Exercise task. Please gather every line in the records below that contains the word "background" and copy each of those lines in full.

Position annotation records.
============================================================

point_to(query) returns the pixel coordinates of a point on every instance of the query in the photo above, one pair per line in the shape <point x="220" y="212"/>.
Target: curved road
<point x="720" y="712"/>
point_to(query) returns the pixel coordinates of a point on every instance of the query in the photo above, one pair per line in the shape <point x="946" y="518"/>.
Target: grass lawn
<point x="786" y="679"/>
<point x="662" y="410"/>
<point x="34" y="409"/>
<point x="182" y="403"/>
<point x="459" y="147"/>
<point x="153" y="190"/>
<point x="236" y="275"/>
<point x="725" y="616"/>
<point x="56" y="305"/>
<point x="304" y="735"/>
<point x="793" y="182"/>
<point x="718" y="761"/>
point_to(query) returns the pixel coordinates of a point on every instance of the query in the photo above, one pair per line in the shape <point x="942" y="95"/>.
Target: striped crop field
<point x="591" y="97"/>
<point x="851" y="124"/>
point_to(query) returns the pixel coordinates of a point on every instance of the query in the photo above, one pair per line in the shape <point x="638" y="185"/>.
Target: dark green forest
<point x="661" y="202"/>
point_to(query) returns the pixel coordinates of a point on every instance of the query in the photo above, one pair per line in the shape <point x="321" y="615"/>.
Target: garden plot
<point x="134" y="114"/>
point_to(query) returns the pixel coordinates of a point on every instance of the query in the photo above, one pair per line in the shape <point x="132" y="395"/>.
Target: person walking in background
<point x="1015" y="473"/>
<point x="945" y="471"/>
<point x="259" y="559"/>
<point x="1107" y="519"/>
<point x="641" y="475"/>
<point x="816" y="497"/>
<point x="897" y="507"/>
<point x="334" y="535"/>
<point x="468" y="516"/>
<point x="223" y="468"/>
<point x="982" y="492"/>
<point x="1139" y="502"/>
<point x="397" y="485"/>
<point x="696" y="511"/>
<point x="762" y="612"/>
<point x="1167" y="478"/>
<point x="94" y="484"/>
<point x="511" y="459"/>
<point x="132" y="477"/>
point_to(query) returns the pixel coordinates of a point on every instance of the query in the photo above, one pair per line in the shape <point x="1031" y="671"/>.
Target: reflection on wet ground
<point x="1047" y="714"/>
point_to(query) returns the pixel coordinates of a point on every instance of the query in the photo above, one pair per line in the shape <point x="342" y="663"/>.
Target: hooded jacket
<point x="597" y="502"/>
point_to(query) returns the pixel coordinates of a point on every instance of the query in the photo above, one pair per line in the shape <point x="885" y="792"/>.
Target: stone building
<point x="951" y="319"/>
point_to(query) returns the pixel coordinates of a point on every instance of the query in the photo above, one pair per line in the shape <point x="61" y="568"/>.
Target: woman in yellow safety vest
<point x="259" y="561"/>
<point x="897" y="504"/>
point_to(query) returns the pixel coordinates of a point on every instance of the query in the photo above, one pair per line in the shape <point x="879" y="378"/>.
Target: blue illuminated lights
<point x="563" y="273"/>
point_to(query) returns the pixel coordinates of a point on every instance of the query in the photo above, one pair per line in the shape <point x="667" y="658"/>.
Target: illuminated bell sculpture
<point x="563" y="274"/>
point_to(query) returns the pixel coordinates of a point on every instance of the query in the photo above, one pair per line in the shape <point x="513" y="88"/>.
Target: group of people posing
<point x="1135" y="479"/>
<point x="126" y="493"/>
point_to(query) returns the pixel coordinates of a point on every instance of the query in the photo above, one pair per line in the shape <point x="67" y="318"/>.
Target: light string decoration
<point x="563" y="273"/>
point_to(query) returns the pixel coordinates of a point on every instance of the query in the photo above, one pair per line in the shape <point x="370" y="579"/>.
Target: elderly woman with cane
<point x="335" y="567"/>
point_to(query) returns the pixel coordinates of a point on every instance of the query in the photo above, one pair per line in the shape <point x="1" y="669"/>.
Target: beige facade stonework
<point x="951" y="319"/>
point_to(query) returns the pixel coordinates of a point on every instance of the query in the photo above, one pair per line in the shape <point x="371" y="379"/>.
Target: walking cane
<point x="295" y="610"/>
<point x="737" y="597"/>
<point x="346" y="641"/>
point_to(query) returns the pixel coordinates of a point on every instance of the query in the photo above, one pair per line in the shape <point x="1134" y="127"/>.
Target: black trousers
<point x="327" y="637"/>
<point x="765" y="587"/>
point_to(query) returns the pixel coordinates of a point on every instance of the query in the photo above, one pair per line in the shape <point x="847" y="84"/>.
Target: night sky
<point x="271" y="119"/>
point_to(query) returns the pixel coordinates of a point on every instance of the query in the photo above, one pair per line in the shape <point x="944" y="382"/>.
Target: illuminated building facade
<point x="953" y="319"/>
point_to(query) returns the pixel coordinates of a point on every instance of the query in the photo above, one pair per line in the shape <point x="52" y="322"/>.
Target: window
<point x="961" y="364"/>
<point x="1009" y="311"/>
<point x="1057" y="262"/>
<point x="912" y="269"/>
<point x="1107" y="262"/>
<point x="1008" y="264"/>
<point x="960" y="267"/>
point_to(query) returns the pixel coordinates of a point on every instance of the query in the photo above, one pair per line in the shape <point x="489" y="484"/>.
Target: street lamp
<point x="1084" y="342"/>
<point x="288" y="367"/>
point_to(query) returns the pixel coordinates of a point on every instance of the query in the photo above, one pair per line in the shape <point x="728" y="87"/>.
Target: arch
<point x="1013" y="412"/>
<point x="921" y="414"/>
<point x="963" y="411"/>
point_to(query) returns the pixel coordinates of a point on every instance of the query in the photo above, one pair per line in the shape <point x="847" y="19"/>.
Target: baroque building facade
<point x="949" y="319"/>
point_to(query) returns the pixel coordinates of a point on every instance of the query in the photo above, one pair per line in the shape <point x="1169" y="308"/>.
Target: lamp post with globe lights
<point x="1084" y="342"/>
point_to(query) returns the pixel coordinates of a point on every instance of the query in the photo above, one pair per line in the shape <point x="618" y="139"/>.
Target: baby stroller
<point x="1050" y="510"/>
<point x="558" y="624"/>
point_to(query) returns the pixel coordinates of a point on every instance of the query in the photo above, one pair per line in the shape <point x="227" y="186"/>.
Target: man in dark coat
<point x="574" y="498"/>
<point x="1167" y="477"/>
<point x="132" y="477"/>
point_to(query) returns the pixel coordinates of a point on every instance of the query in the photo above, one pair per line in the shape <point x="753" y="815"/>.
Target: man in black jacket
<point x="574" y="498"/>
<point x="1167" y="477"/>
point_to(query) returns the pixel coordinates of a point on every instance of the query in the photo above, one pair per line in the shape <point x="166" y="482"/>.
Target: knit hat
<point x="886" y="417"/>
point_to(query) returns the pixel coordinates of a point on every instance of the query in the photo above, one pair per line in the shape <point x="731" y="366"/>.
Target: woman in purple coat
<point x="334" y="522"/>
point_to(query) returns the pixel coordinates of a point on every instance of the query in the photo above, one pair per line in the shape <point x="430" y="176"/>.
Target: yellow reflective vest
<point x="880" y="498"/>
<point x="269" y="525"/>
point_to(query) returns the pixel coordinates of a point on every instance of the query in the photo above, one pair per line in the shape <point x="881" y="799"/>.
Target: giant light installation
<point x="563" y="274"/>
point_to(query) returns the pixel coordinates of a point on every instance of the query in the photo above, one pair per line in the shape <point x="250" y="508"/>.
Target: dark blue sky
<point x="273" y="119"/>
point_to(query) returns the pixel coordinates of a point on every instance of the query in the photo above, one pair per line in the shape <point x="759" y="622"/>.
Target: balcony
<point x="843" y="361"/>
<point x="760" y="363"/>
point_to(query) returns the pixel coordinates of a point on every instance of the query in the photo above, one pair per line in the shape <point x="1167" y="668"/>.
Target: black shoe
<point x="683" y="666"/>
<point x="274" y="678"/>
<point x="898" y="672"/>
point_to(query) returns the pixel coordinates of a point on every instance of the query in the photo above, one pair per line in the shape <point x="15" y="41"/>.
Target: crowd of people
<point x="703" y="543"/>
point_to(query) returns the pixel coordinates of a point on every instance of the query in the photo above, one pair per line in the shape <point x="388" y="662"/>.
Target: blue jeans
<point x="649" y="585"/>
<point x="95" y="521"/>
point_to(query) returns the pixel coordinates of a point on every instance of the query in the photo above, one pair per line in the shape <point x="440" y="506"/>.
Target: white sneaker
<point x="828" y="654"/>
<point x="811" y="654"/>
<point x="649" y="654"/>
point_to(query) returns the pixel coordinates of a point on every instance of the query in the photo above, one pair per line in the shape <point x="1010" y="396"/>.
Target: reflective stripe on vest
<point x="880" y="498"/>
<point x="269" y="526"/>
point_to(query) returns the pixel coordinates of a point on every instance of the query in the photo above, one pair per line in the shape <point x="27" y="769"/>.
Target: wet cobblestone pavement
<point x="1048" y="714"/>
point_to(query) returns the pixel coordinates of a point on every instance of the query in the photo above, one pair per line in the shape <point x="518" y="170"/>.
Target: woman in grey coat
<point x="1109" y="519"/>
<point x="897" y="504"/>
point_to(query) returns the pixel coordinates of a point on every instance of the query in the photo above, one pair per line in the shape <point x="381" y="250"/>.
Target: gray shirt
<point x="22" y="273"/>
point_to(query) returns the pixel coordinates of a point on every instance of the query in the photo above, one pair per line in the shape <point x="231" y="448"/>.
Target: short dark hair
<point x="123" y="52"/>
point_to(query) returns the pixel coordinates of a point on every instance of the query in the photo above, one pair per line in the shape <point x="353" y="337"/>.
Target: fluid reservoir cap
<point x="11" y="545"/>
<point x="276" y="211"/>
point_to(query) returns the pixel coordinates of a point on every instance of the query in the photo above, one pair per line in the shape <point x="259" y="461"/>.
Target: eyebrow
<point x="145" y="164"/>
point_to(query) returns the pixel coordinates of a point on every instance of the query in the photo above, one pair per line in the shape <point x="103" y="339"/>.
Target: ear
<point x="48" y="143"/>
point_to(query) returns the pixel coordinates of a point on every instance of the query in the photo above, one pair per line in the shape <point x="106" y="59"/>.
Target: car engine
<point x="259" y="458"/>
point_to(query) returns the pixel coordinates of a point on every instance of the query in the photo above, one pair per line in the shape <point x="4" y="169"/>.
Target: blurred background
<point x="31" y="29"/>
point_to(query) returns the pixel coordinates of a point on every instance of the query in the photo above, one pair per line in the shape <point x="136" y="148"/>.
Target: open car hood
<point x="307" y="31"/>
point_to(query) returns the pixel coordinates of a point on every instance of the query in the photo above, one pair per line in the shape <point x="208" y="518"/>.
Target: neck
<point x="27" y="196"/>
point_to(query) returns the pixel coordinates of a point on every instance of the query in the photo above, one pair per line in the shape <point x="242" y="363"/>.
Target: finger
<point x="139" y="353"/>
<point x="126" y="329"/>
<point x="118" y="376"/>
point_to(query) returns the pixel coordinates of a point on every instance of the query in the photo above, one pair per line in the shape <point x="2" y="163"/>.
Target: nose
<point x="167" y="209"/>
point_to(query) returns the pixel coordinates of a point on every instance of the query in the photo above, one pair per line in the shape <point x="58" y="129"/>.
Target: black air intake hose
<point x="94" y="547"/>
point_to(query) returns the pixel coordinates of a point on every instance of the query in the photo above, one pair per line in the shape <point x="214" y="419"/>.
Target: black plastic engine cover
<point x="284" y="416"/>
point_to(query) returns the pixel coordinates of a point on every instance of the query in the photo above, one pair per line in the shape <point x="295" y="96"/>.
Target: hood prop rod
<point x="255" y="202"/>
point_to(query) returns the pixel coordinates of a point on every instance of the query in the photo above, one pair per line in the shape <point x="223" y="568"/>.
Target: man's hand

============================================================

Solved problem.
Target: person walking in background
Target: blurred background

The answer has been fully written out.